Kutipan bacaan:

━━━━━━━━

Singkatnya, berhenti bicarakan apa yang klas secara keseluruhan dapat capai dan mulailah bicarakan bagaimana kami, sebagai bagian dari perkembangannya, akan bertindak. Gramsci menulis:

‘Tidak ada spontanitas murni dalam sejarah, itu seharusnya bertepatan dengan aksi mekanis yang murni. Dalam gerakan yang “paling spontan” unsur “pimpinan sadar” hanyalah tak terkendali… Ada bermacam-macam unsur pimpinan sadar dalam gerakan ini, namun tidak ada yang utama.’[xxxvii]

Manusia tidak pernah ada tanpa konsepsi tentang dunia. Mereka tidak berkembang terpisah dari sebuah kolektivitas. ‘Untuk konsepsi tentang dunianya seorang selalu merupakan milik sebuah kelompok, khususnya dalam semua elemen sosial yang cara pikir dan kerjanya sama’ – kecuali kalau dia terlibat dalam proses kritik terus-menerus atas pandangan dunianya sehingga itu koheren:

‘Dia tergolong dalam bermacam-macam massa-orang sekaligus, kepribadiannya terbentuk dalam cara yang aneh. Terkandung di dalamnya ada unsur primitip dan prinsip pelajaran moderen yang paling maju, prasangka busuk dari semua tahap di masa lalu, dan intuisi filsafat masa depan bagi bangsa manusia yang bersatu di seluruh dunia.[xxxviii]

…Orang dalam massa yang aktif bekerja secara praktis, tapi tidak memiliki kesadaran teoretis yang jelas atas aksinya, yang juga pengertian tentang dunia sejauh dia mengubahnya. Bahkan, kesadaran teoretisnya bisa bertentangan dengan aksinya. Kita hampir bisa mengatakan bahwa dia memiliki dua kesadaran teoretis (atau satu kesadaran yang kontradiksi), satu yang tersembunyi dalam aksinya, yang menyatukan dia dengan semua rekannya dalam transformasi praktis kenyataan, dan satu yang lain yang secara dangkal dan eksplisit atau lisan diwarisinya dari masa silam dan yang diterimanya tanpa kritik… [perbedaan ini dapat berkembang mencapai titik] dimana kontradiksi di dalam kesadarannya tidak akan membolehkan aksi apa pun, keputusan apa pun, pilihan apa pun, dan menimbulkan sebuah keadaan pasif secara moral dan politik.’[xxxix]

‘Semua aksi merupakan hasil dari beragam kemauan yang dipengaruhi oleh bermacam-macam intensitas, kesadaran, dan homogenitas yang berkaitan dengan hasrat keseluruhan massa… Jelas bahwa teori yang berhubungan dengannya, dan yang implisit akan merupakan sebuah gabungan kepercayaan dan sudut pandang yang kabur dan beraneka-ragam. [Jika kekuatan praktik yang dilepaskan pada saat sejarah yang tertentu ingin] efektif dan meluas [perlu] dibangun sebuah teori di atas praktek yang, bersamaan dengan elemen tegas dalam praktek itu, mempercepat proses sejarah dalam aksi, membuat praktek lebih homogen, koheren, lebih manjur dalam semua elemennya.’[xl]

Dalam kaitan itu pertanyaan tentang apa yang lebih baik antara ‘spontanitas’ atau ‘pimpinan sadar’ menjadi apakah itu:

‘lebih baik untuk berpikir tanpa memiliki kesadaran kritik, secara terputus-putus dan tak teratur, dalam kata lain, untuk “ikut serta” dalam konsepsi tentang dunia yang “dipaksakan” secara mekanistis oleh lingkungan eksternal, yaitu oleh satu dari sekian kelompok sosial yang melibatkan secara otomatis tiap orang sejak dia memasuki dunia sadar, atau apakah lebih baik untuk mengetahui konsepsinya sendiri tentang dunia secara sadar dan kritis.’[xli]

Peranan partai adalah untuk bertindak dalam situasi ini untuk mendesak sebuah pandangan dunia yang tertentu dan aktivitas praktis yang berhubungan dengannya. Mereka berupaya untuk menyatukan ke dalam sebuah kolektivitas semua orang yang menyetujui tentang pandangan dunia yang tertentu dan menyebarkannya. Tujuan partai adalah untuk memberikan homogenitas pada massa individu yang dipengaruhi oleh bermacam-macam ideologi dan kepentingan. Tapi partai dapat melakukan itu dengan dua cara.

━━━━━━━━

Entri anotasi bentuk:
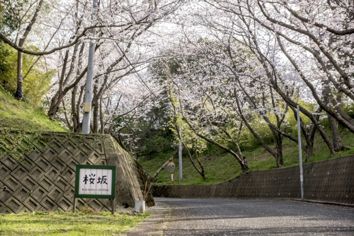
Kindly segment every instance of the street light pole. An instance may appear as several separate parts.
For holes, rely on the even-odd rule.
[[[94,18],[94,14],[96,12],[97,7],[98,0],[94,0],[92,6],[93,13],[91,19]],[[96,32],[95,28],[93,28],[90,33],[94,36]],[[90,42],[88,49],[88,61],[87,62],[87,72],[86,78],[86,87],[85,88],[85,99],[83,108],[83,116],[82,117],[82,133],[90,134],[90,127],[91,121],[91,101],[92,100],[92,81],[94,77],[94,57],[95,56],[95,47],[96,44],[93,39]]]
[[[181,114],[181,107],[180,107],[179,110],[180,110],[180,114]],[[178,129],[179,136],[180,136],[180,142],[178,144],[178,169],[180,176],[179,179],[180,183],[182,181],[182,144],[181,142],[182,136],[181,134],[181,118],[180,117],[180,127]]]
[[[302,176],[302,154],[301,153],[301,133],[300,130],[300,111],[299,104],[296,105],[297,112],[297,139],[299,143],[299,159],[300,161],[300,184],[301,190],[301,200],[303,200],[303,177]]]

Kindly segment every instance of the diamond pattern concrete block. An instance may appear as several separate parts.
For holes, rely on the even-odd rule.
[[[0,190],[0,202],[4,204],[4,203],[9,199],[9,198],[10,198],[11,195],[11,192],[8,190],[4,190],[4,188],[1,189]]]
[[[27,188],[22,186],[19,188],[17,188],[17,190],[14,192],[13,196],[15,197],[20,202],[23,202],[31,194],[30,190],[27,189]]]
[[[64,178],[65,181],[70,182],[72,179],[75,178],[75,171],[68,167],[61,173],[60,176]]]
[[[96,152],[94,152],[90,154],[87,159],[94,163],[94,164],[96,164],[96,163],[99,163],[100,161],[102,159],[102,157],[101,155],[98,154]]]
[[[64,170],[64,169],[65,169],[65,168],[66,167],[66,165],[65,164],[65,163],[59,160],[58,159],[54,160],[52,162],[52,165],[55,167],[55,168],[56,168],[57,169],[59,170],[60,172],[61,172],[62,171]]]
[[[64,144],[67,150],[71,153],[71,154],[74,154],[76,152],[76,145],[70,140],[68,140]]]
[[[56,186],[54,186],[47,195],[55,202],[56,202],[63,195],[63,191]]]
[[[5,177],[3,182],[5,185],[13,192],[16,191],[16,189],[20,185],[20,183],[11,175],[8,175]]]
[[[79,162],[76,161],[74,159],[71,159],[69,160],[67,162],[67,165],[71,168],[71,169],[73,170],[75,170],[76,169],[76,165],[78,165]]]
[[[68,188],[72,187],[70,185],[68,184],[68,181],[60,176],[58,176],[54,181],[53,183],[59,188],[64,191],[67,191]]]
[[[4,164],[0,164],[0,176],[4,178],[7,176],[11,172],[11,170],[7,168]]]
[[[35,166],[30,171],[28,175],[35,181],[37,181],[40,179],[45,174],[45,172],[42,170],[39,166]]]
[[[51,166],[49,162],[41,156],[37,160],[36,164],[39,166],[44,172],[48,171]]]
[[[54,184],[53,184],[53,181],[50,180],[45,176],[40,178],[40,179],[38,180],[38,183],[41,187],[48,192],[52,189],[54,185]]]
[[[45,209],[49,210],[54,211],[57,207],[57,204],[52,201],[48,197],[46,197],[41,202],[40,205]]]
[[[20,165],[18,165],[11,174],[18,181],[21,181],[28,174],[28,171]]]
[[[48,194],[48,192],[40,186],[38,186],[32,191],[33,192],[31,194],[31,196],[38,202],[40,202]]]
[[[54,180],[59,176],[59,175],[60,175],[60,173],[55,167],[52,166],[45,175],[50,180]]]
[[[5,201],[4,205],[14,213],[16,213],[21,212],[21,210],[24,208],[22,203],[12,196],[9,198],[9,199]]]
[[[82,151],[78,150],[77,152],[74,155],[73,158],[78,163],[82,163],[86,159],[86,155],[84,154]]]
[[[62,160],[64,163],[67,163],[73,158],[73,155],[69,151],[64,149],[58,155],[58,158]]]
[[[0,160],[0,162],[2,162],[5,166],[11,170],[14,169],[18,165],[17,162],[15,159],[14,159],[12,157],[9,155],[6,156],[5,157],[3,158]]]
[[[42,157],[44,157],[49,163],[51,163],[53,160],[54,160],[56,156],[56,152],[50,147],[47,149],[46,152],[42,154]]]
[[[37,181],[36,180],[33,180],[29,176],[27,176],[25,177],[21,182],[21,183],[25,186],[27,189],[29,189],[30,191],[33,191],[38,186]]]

━━━━━━━━

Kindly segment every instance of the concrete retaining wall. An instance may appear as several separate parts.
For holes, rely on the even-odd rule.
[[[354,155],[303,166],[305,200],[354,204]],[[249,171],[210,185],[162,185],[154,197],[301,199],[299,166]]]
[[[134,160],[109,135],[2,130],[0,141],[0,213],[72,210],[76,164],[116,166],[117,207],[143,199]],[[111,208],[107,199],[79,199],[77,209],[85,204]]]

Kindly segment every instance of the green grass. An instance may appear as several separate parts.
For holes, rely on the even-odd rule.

━━━━━━━━

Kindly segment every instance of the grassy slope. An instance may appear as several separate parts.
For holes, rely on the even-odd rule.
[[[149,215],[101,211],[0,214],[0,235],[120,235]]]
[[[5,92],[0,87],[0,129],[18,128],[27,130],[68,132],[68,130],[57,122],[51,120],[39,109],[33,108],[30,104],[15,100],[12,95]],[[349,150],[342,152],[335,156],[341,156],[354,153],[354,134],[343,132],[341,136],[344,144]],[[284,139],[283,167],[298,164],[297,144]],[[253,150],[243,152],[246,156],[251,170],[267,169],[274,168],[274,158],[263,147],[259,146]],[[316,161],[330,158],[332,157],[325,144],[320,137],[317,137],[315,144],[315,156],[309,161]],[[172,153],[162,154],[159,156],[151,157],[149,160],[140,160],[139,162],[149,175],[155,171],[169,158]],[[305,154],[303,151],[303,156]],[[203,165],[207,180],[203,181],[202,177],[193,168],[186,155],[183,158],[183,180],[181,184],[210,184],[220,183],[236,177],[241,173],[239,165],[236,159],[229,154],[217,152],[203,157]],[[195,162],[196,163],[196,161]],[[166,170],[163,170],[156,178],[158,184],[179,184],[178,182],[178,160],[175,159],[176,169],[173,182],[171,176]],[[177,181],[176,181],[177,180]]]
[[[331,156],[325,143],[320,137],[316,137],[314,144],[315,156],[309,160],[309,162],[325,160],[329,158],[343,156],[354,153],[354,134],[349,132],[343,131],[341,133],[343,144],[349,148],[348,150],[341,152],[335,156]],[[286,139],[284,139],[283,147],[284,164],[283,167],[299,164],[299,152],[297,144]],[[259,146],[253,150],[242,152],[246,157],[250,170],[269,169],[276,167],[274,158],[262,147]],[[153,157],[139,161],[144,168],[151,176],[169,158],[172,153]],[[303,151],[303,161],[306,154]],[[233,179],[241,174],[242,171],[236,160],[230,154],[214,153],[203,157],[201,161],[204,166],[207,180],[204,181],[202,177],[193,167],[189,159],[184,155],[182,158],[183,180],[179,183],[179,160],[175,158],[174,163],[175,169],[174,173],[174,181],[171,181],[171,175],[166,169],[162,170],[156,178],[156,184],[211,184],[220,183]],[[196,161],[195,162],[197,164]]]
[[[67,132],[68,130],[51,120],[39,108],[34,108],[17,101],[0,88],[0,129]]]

━━━━━━━━

Selesaikan berikut ini:
- 1) Sunting teks tentang Gramsci dari "Peranan partai adalah" sampai "dengan dua cara.", lalu ganti "partai" dengan "organisasi".
- 2) Dalam teks tentang Gramsci, apa tujuan partai?
- 3) Tolong lanjutkan teks tentang Gramsci setelah kalimat terakhirnya.
Materi tersebut tidak diperlukan.

Jawaban tugas:
- 1)
Peranan organisasi adalah untuk bertindak dalam situasi ini untuk mendesak sebuah pandangan dunia yang tertentu dan aktivitas praktis yang berhubungan dengannya. Mereka berupaya untuk menyatukan ke dalam sebuah kolektivitas semua orang yang menyetujui tentang pandangan dunia yang tertentu dan menyebarkannya. Tujuan organisasi adalah untuk memberikan homogenitas pada massa individu yang dipengaruhi oleh bermacam-macam ideologi dan kepentingan. Tapi organisasi dapat melakukan itu dengan dua cara.

- 2) Memberikan homogenitas pada massa individu yang dipengaruhi oleh bermacam-macam ideologi dan kepentingan.

- 3)
Cara pertama dicirikan Gramsci seperti Gereja Katolik. Gereja mencoba mengikat beragam kelas dan lapisan sosial kepada satu ideologi. Gereja berusaha menyatukan cendekiawan dan ‘orang biasa’ ke dalam satu pandangan dunia yang terorganisir. Tapi itu hanya bisa dicapai melalui disiplin ketat terhadap kaum cendekiawan sehingga mereka direndahkan ke tingkat ‘orang biasa’. ‘Marxisme berlawanan dengan posisi katolik.’ Sebaliknya, Marxisme mencoba menyatukan kaum cendekiawan dengan kaum buruh supaya terus-menerus meningkatkan kesadaran massa, sehingga mereka sesungguhnya dapat betindak secara independen. Itu persisnya alasan kenapa kaum Marxis tidak bisa ‘memuja’ saja spontanitas rakyat: itu seperti meniru kaum Katolik dengan berupaya membatasi kaum paling maju dengan keterbelakangan kaum paling belakang.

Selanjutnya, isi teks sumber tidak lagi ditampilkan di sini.